=== SUPPLIED ENTRIES ===

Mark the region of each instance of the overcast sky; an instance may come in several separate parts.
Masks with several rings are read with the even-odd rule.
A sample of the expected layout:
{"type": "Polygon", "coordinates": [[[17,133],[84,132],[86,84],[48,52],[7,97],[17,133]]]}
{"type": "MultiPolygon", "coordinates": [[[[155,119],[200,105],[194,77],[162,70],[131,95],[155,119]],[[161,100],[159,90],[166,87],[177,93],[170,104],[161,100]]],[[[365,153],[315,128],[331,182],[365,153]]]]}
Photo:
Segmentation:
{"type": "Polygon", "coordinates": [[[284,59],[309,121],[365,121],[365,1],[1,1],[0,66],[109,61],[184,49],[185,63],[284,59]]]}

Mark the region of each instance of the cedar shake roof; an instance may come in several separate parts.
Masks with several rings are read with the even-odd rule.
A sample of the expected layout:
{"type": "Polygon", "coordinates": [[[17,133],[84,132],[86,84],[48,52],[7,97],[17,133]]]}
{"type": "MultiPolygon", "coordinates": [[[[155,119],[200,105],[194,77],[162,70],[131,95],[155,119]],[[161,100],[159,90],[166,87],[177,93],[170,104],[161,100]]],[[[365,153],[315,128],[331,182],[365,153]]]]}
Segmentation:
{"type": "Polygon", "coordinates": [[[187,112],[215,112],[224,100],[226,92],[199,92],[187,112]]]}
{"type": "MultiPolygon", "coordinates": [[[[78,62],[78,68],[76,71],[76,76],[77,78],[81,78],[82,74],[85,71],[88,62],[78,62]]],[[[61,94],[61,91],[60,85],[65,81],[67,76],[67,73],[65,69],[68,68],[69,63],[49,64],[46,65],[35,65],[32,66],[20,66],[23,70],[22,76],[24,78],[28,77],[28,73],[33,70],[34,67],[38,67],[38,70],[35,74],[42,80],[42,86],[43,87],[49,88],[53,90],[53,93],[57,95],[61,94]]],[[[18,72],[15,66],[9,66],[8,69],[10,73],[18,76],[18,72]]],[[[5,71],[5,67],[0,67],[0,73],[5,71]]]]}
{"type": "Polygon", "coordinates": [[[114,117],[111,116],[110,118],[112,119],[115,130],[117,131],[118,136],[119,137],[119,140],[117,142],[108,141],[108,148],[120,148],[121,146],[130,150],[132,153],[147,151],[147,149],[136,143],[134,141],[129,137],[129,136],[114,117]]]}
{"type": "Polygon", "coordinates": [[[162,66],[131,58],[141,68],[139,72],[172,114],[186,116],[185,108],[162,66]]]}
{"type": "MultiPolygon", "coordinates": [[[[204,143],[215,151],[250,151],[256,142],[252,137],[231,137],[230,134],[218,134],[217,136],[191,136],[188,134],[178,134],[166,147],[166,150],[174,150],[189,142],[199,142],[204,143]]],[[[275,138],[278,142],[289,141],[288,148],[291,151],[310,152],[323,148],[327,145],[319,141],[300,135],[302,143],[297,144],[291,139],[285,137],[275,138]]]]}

===

* WHAT IS BEING ASKED:
Nothing should be changed: write out all of the data as is.

* CORRECT OUTPUT:
Mark the region of each instance of the overcast sky; an instance may come in several separate parts.
Masks with several rings are read with the even-odd rule.
A sample of the expected layout:
{"type": "Polygon", "coordinates": [[[17,133],[84,132],[86,84],[48,52],[7,97],[17,133]]]}
{"type": "MultiPolygon", "coordinates": [[[[155,119],[200,105],[194,77],[162,70],[131,95],[155,119]],[[161,100],[159,90],[166,87],[177,93],[170,104],[161,100]]],[[[365,153],[315,128],[331,182],[365,153]]]]}
Photo:
Segmentation:
{"type": "Polygon", "coordinates": [[[284,59],[309,121],[365,121],[365,1],[1,1],[0,66],[109,61],[184,49],[185,63],[284,59]]]}

Mark the region of each instance of the cedar shake roof; an instance may come in several separate parts.
Masks with several rings are read with the even-odd rule.
A sample of the expected layout:
{"type": "Polygon", "coordinates": [[[17,133],[84,132],[86,84],[48,52],[7,97],[17,133]]]}
{"type": "MultiPolygon", "coordinates": [[[[155,119],[200,105],[194,77],[162,70],[131,95],[155,119]],[[161,100],[159,90],[166,87],[177,93],[170,104],[161,100]]],[[[365,153],[315,128],[331,182],[365,153]]]]}
Segmentation:
{"type": "Polygon", "coordinates": [[[187,112],[215,112],[224,100],[226,92],[199,92],[187,112]]]}
{"type": "MultiPolygon", "coordinates": [[[[78,62],[78,68],[76,71],[76,76],[77,78],[81,78],[82,74],[85,71],[88,62],[78,62]]],[[[61,94],[61,91],[60,85],[65,81],[67,76],[67,73],[65,69],[68,68],[69,63],[49,64],[46,65],[35,65],[32,66],[20,66],[23,70],[22,76],[24,78],[28,77],[28,73],[33,70],[34,67],[38,67],[38,70],[35,74],[42,80],[42,86],[43,87],[49,88],[53,90],[53,93],[57,95],[61,94]]],[[[18,72],[15,66],[9,66],[8,69],[10,73],[18,76],[18,72]]],[[[5,71],[5,67],[0,67],[0,73],[5,71]]]]}
{"type": "Polygon", "coordinates": [[[114,117],[111,116],[110,118],[112,119],[115,130],[117,131],[118,136],[119,137],[119,140],[117,142],[108,141],[108,148],[120,148],[121,146],[130,150],[132,153],[147,151],[147,149],[136,143],[134,141],[129,137],[129,136],[114,117]]]}
{"type": "Polygon", "coordinates": [[[162,66],[131,58],[141,68],[139,72],[172,114],[186,116],[185,108],[162,66]]]}
{"type": "MultiPolygon", "coordinates": [[[[204,143],[215,151],[250,151],[256,142],[252,137],[231,137],[230,134],[218,134],[217,136],[191,136],[188,134],[178,134],[166,147],[166,150],[174,150],[189,142],[199,142],[204,143]]],[[[275,138],[278,142],[289,141],[288,148],[291,151],[310,152],[323,148],[327,145],[319,141],[300,135],[302,143],[297,144],[291,139],[285,137],[275,138]]]]}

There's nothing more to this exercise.